- TASK BRIEF:
Extract every line below, verbatim.

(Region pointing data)
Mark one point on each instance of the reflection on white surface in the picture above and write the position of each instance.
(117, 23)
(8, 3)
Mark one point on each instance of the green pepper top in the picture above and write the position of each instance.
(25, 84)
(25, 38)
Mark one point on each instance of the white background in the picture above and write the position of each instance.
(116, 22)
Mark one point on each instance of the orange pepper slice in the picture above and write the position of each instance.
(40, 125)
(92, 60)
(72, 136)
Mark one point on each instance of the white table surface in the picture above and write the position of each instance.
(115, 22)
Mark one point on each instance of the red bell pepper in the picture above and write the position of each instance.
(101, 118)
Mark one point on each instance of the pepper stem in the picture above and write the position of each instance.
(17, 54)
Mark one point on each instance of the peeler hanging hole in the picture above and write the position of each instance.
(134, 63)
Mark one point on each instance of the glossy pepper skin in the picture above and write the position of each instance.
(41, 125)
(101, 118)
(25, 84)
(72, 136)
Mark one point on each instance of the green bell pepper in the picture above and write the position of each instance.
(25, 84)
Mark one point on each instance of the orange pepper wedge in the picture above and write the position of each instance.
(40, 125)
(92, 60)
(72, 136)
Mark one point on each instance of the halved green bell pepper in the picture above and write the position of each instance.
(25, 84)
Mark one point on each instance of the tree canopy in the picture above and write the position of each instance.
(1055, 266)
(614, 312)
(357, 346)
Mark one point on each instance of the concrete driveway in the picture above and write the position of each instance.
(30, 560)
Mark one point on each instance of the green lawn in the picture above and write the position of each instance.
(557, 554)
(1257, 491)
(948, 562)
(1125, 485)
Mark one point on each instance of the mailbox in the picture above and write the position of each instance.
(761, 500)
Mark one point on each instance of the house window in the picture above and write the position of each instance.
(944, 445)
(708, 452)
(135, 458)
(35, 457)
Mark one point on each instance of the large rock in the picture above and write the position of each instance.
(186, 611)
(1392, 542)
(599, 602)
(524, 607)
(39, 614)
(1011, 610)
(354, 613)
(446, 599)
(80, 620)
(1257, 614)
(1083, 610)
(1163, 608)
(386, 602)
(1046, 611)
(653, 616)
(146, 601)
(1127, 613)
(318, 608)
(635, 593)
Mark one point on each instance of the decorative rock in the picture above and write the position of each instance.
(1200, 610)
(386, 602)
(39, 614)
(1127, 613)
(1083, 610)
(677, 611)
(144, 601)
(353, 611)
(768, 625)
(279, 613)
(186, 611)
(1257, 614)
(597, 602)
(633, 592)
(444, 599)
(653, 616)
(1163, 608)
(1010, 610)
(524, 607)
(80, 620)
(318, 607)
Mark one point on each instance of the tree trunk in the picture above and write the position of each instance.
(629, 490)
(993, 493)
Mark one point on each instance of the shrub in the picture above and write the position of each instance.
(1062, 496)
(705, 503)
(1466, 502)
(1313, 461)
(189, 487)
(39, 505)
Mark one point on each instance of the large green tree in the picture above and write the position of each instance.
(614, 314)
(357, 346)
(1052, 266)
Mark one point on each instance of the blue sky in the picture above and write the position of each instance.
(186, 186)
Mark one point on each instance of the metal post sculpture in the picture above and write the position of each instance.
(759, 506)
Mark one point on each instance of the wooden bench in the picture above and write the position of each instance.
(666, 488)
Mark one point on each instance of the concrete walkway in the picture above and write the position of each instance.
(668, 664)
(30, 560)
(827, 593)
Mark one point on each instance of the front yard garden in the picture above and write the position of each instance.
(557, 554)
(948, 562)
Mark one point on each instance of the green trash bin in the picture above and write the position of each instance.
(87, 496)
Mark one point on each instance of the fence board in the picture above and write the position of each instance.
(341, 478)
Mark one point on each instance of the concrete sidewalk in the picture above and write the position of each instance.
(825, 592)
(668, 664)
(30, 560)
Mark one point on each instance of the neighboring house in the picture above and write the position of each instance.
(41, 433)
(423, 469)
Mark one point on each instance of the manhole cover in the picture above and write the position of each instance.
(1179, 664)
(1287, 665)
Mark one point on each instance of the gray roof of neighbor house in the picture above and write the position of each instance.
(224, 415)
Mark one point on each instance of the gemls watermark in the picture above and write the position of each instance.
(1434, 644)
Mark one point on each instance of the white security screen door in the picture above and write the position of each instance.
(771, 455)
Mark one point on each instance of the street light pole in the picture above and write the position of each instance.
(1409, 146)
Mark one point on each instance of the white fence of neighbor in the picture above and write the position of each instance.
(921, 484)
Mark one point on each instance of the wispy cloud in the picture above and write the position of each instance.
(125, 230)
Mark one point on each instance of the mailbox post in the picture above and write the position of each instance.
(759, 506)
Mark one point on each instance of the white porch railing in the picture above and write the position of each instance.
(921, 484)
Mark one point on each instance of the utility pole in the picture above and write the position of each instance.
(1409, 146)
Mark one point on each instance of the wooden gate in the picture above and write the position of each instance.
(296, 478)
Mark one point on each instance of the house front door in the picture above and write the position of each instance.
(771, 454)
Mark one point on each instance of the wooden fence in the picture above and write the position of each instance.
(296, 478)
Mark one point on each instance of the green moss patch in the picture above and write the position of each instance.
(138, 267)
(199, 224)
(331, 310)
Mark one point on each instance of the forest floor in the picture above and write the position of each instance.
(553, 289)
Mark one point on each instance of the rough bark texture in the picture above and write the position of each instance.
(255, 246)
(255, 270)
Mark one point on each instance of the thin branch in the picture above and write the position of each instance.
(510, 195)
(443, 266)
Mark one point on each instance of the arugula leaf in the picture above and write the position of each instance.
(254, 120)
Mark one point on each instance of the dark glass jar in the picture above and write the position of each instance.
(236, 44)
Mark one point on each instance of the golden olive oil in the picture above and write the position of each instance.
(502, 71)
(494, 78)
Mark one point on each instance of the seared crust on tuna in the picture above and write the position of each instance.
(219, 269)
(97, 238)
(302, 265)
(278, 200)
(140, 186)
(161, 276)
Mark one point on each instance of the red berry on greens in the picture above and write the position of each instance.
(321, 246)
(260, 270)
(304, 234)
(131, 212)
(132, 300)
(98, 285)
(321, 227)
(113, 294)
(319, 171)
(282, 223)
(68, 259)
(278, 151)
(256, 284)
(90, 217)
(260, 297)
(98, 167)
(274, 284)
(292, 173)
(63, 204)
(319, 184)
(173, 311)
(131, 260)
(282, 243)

- TASK RESULT:
Mark one point on each instance of the reflection on white surface in the picture above and write the position of each instance.
(117, 23)
(8, 3)
Mark one point on each instance of the green pepper top in the picture above and write the position of each instance.
(25, 84)
(25, 38)
Mark one point on each instance of the white background in the picture above and write the position of each instance.
(116, 22)
Mark one point on each instance of the orange pepper slice in the picture above and write the position of each instance.
(40, 125)
(92, 60)
(72, 136)
Mark one point on each instance of the white table surface in the picture above and write the position of each instance.
(115, 22)
Mark one point on each instance of the red bell pepper in the picture above and write the position of each instance.
(101, 118)
Mark one point on each instance of the pepper stem in the picture above and write the position of each instance.
(17, 54)
Mark one point on each instance of the peeler hanging hole in the picture above and write the position of each instance.
(134, 63)
Mark one point on each instance of the glossy pepper skin in the picture above and write the position of each instance.
(41, 125)
(101, 118)
(25, 84)
(72, 136)
Mark one point on each instance of the green bell pepper in the picture above and write the position of each instance.
(25, 84)
Mark one point on each instance of the orange pepper wedge in the picture above and write the position of each instance.
(40, 125)
(92, 60)
(72, 136)
Mark one point on each instance of the halved green bell pepper in the picture above and write the position of each instance.
(25, 84)
Mark one point on each instance of the tree canopy in the picture above and write the position of each instance.
(1055, 266)
(614, 312)
(357, 346)
Mark one point on each instance of the concrete driveway in the picture above and write the position of each instance.
(30, 560)
Mark one point on each instance of the green lawn in the picture above and write the position of each instance.
(557, 554)
(1257, 491)
(948, 562)
(1125, 485)
Mark one point on each instance of the mailbox in the picture above and write the position of each instance.
(761, 500)
Mark one point on each instance of the house window in the picture above and write the position of each instance.
(944, 445)
(708, 452)
(135, 458)
(35, 457)
Mark one point on each instance of the large rock in the picture above and write the position of each instance.
(186, 611)
(1392, 542)
(599, 602)
(524, 607)
(39, 614)
(1011, 610)
(354, 613)
(446, 599)
(80, 620)
(1257, 614)
(1083, 610)
(1163, 608)
(386, 602)
(1046, 611)
(653, 616)
(146, 601)
(1127, 613)
(318, 608)
(635, 593)
Mark one point on each instance of the decorative rock in the picture above and write the position of each instance.
(1200, 610)
(386, 602)
(39, 614)
(1127, 613)
(1083, 610)
(677, 611)
(144, 601)
(353, 611)
(768, 625)
(279, 613)
(186, 611)
(1257, 614)
(597, 602)
(633, 592)
(444, 599)
(653, 616)
(1163, 608)
(1010, 610)
(524, 607)
(80, 620)
(318, 607)
Mark one point on each instance of the tree trunk in the picture above and write the position of each instance.
(629, 490)
(993, 493)
Mark one point on each instance of the shrub in the picture above and write the position of each instance.
(1062, 496)
(705, 503)
(1466, 502)
(1313, 461)
(189, 487)
(39, 505)
Mark one point on each instance of the large green tree in the picture above and write the position of each instance.
(614, 314)
(357, 346)
(1052, 266)
Mark one point on each instance of the blue sky in the picture above and write the position of each instance.
(186, 186)
Mark one point on each instance of the metal post sculpture in the picture above and write the position of each instance.
(759, 506)
Mark one point on each instance of the wooden bench in the picture above and write the position of each instance.
(666, 488)
Mark one point on each instance of the concrete walkway in the picture above and write the position of each instance.
(668, 664)
(30, 560)
(827, 593)
Mark one point on each instance of the front yard garden in the picture above and write the position of each instance.
(557, 554)
(948, 562)
Mark one point on each instance of the green trash bin in the picture above and write the position of each instance.
(87, 496)
Mark one point on each instance of the fence board in the picture above and write the position of each instance.
(341, 478)
Mark one point on each instance of the concrete sidewalk in the picture above and write the position of each instance.
(825, 592)
(668, 664)
(30, 560)
Mark one point on each instance of the neighboring house in the picture above and write the position of each instance.
(41, 433)
(423, 469)
Mark one point on each instance of the manhole cover in the picture above and write the position of each instance.
(1179, 664)
(1287, 665)
Mark one point on each instance of the gray roof of neighbor house in the picture above and write the position of each instance.
(224, 415)
Mark one point on each instance of the gemls watermark in the picture above and write the position of each instance.
(1434, 644)
Mark one point on each instance of the white security screen door in the picture above and write the position of each instance.
(771, 455)
Mark one point on each instance of the street light pole in the picture above and write the position of each instance.
(1409, 146)
Mark one point on each instance of the white fence of neighbor in the picture above and write the position of each instance.
(921, 484)
Mark one point on each instance of the wispy cloud in the picture above and write the position of each instance.
(125, 230)
Mark one point on each instance of the mailbox post in the picture above and write the position of each instance.
(759, 506)
Mark one point on each instance of the white porch railing in the picture above and write the position of each instance.
(921, 484)
Mark one point on each instance of the utility pole in the picture above and write the position of each instance.
(1409, 146)
Mark one point on each instance of the wooden gate in the picture above and write the position of each instance.
(296, 478)
Mark one point on each instance of the house front door in the picture above and write the position of each instance.
(771, 454)
Mark one point on each instance of the wooden fence in the picture above and write the position of each instance.
(296, 478)
Mark one point on each instance of the green moss patch in the picture above and write the position of each instance.
(138, 267)
(199, 224)
(331, 310)
Mark one point on each instance of the forest floor in the picture above and write the position of each instance.
(553, 289)
Mark one point on each instance of the rough bark texture in the picture above and write the position of each instance.
(255, 246)
(255, 270)
Mark one point on each instance of the thin branch in the picture above and write the position of each instance.
(510, 195)
(443, 266)
Mark one point on each instance of the arugula leaf in the picture above and write the position of each instance.
(254, 120)
Mark one point on each instance of the dark glass jar in the picture above and write the position of each instance.
(236, 44)
Mark one point on each instance of the golden olive oil in the picture above and write the position of each instance.
(502, 71)
(494, 78)
Mark one point on each instance of the seared crust on tuna in the picture above and write the position of each instance.
(219, 269)
(97, 238)
(302, 265)
(278, 200)
(140, 186)
(161, 276)
Mark one point on each instance of the red berry on greens in the picture above and write the position of each instance.
(321, 246)
(260, 270)
(304, 234)
(131, 212)
(132, 300)
(98, 285)
(321, 227)
(113, 294)
(319, 171)
(282, 223)
(68, 259)
(278, 151)
(256, 284)
(90, 217)
(260, 297)
(98, 167)
(274, 284)
(292, 173)
(63, 204)
(319, 184)
(173, 311)
(131, 260)
(282, 243)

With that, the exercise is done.